_TASK TO CARRY OUT_:
Swap "pointer" for "cursor" in the data, starting at the line that contains "the white cloud" and ending at the line that contains "Target: white cloud". Give back only those lines, with nothing else changed.

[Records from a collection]
---*---

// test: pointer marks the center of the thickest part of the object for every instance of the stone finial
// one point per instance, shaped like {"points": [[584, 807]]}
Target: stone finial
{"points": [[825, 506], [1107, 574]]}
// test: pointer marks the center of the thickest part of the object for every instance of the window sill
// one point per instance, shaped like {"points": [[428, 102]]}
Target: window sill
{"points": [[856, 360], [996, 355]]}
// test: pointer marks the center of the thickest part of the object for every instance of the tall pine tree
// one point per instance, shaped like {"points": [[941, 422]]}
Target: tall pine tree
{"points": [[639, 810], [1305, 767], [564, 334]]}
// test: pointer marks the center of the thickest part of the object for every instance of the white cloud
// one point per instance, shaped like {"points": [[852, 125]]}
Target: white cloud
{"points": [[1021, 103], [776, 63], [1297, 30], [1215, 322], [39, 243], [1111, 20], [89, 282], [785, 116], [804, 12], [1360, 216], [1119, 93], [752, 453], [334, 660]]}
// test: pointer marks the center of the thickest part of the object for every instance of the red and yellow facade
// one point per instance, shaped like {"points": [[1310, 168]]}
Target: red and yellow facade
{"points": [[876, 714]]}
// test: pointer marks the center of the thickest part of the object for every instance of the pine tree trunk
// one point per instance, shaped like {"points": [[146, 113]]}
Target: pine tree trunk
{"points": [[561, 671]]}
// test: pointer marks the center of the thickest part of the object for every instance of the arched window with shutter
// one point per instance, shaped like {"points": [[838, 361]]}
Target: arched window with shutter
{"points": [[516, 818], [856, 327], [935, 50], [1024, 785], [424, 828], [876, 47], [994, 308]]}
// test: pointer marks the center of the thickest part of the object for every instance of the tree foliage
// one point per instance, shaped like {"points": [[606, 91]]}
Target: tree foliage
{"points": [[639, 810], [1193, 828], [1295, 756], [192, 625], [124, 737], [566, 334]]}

---*---

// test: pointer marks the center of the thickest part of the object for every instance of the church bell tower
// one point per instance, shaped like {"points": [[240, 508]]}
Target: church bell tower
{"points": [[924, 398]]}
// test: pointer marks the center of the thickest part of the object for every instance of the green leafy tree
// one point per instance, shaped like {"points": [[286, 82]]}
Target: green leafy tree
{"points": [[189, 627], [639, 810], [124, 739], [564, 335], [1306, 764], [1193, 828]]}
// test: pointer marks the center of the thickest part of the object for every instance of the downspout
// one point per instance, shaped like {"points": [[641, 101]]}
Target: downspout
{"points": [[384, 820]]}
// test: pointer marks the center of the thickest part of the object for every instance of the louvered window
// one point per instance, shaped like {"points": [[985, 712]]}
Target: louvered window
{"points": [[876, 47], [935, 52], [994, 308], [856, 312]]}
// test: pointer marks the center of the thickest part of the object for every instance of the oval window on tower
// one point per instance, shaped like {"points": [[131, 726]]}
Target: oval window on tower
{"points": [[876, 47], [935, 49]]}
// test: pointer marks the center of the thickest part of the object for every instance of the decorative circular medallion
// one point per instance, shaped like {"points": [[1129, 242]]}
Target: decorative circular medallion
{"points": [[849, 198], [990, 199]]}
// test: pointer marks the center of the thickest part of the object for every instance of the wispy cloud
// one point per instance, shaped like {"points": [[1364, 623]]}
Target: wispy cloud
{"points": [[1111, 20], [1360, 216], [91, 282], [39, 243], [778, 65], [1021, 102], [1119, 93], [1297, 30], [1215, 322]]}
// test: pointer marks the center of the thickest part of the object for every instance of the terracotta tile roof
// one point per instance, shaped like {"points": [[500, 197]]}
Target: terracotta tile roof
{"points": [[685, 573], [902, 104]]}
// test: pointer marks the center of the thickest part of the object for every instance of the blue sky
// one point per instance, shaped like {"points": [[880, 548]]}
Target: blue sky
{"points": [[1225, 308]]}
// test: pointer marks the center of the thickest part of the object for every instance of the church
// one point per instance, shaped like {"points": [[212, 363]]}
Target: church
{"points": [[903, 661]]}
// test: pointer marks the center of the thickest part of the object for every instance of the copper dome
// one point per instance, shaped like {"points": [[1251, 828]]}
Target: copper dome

---*---

_FINAL RESULT_:
// test: cursor marks the center of the thickest part of the object for every instance of the white cloud
// one point per instance, shaped like {"points": [[852, 125]]}
Target: white cloud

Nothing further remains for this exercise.